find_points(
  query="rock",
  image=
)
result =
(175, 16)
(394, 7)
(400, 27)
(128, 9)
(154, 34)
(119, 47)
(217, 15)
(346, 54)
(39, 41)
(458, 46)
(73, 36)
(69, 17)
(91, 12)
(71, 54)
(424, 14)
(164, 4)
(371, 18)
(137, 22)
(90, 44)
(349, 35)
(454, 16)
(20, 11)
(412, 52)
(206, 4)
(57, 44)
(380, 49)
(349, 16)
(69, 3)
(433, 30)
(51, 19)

EXERCISE DESCRIPTION:
An exact transcription of the entries is needed, complete to the final line.

ANSWER TO THIS PROBLEM:
find_points(
  query="rock",
  image=
)
result =
(175, 16)
(394, 7)
(400, 27)
(128, 9)
(154, 34)
(119, 47)
(217, 15)
(346, 54)
(39, 41)
(458, 46)
(73, 36)
(69, 17)
(91, 12)
(71, 54)
(424, 14)
(164, 4)
(371, 18)
(137, 22)
(90, 44)
(349, 35)
(454, 16)
(20, 11)
(412, 52)
(206, 4)
(57, 44)
(380, 49)
(349, 16)
(69, 3)
(433, 30)
(51, 19)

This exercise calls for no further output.